Natural language region descriptions
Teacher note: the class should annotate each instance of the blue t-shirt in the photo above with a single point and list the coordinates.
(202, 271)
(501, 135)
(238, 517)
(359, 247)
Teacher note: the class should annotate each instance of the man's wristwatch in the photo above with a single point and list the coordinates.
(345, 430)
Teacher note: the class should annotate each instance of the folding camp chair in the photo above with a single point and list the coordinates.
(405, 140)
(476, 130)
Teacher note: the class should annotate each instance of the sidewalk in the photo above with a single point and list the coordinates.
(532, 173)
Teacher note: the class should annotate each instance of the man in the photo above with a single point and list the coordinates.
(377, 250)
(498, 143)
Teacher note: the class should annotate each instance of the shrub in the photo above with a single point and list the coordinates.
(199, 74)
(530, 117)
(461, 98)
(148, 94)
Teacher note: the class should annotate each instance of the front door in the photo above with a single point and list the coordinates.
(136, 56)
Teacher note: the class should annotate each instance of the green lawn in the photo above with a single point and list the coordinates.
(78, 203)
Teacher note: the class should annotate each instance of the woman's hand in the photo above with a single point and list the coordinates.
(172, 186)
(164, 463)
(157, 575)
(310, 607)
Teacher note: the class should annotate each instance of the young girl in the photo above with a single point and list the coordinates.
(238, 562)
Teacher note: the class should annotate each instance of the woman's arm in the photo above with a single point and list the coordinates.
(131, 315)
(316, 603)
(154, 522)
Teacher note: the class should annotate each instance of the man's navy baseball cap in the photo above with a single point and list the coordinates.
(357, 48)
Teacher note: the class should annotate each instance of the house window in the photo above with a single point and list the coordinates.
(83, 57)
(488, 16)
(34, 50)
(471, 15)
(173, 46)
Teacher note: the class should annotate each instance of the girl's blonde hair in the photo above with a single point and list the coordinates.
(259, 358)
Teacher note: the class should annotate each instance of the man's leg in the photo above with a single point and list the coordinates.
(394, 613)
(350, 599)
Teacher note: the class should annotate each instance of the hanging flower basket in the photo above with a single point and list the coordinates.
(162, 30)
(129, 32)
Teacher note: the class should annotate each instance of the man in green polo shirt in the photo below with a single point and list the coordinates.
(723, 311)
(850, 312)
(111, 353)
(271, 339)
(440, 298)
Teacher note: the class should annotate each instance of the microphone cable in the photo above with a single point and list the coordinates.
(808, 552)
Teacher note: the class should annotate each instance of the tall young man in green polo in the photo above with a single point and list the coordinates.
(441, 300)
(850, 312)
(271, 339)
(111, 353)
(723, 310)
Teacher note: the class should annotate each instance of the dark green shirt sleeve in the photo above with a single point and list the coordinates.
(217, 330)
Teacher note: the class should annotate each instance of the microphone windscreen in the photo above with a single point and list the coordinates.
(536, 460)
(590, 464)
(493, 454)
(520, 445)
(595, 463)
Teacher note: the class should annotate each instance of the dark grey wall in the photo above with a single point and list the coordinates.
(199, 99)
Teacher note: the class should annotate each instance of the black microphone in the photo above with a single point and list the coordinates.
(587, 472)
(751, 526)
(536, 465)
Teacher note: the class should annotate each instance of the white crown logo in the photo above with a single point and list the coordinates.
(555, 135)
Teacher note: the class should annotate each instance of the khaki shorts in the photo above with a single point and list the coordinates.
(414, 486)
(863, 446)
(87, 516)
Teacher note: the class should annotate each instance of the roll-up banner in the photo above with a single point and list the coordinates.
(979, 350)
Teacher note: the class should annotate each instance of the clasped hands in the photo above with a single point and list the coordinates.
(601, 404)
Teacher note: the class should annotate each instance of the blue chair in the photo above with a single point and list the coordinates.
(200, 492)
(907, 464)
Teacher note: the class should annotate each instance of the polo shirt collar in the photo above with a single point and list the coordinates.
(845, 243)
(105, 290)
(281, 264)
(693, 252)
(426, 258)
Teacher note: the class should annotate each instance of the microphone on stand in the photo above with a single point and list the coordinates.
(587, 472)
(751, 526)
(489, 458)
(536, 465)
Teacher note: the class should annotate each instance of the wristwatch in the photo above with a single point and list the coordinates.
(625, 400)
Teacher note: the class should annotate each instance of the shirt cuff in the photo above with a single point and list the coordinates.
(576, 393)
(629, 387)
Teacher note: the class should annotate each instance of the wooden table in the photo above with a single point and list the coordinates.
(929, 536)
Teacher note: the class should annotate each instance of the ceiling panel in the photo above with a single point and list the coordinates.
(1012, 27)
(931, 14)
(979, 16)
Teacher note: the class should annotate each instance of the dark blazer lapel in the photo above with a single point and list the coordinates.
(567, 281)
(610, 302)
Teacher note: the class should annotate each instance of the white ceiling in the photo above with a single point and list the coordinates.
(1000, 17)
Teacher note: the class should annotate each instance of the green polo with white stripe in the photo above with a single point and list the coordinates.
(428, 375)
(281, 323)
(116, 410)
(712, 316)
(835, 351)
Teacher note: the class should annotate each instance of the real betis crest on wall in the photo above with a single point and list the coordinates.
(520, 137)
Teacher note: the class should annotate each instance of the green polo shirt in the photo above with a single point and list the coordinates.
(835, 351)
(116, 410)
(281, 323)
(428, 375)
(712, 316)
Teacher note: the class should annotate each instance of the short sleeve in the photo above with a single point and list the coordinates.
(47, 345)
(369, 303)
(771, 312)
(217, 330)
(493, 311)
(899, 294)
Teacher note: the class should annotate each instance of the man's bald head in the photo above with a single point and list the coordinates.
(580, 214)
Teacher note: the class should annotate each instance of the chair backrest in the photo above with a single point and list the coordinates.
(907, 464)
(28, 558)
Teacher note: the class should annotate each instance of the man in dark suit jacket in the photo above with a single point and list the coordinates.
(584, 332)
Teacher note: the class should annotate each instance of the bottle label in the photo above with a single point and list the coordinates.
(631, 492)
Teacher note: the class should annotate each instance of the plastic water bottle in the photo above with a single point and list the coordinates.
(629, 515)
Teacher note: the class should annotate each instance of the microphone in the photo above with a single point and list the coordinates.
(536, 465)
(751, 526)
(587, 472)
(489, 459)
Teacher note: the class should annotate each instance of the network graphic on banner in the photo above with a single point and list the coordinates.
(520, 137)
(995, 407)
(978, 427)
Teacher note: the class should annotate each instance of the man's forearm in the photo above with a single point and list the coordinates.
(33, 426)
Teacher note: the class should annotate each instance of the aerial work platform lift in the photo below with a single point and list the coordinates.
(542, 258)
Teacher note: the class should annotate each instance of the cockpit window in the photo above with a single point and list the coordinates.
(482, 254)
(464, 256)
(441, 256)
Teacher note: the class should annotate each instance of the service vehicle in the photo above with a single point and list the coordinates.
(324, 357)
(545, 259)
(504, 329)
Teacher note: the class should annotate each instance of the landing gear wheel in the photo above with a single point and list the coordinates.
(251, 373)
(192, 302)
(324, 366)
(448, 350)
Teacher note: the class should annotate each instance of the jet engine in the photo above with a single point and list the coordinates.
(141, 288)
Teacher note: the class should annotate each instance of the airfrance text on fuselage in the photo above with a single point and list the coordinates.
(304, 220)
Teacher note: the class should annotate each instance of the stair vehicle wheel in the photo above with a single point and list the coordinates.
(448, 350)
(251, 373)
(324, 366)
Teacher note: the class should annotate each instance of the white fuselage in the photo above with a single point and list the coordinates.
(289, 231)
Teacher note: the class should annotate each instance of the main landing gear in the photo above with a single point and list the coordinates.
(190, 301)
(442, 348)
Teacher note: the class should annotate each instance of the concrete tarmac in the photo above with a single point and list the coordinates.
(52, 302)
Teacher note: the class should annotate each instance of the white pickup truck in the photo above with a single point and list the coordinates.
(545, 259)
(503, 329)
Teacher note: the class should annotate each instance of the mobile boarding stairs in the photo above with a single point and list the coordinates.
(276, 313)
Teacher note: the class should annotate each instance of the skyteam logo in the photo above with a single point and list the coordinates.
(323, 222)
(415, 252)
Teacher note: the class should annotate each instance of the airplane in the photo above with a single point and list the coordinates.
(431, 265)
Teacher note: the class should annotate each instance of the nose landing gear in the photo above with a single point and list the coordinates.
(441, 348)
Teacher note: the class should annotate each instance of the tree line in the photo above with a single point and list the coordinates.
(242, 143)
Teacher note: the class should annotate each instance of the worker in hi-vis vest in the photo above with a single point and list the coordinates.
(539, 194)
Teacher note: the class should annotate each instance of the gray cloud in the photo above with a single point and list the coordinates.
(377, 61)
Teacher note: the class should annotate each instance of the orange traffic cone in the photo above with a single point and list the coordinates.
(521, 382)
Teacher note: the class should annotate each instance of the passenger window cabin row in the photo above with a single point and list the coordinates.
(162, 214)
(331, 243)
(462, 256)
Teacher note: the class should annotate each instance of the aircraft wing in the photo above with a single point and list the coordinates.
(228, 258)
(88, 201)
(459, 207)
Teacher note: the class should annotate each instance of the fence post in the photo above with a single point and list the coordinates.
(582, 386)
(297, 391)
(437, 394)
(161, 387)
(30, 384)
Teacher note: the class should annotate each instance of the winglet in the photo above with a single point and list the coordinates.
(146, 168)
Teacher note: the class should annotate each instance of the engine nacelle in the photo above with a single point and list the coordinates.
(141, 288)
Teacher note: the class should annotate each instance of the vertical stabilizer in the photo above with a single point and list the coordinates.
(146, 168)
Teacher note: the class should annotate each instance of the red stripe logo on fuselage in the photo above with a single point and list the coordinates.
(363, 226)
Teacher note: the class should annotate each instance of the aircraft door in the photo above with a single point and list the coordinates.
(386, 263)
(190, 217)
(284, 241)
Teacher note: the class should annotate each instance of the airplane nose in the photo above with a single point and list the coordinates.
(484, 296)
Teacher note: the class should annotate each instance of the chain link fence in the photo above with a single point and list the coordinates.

* **To do**: The required result is an exact repeat of the records above from the line containing "of the vertical" to their final line.

* **Written answer**:
Teacher note: the class should annotate each instance of the vertical stabilizer in the photo above with a single point and list the coordinates.
(146, 168)
Teacher note: the class should annotate each instance of the red stripe logo on fuselage in the photo above with a single point and list the coordinates.
(363, 226)
Teacher note: the class should annotate each instance of the aircraft door in the photo above with a single point and list the coordinates.
(386, 263)
(190, 217)
(284, 241)
Teacher note: the class should annotate each instance of the airplane nose in the photo above with a single point and list the coordinates.
(484, 296)
Teacher note: the class should annotate each instance of the chain link fence in the photo above with a single point and list the coordinates.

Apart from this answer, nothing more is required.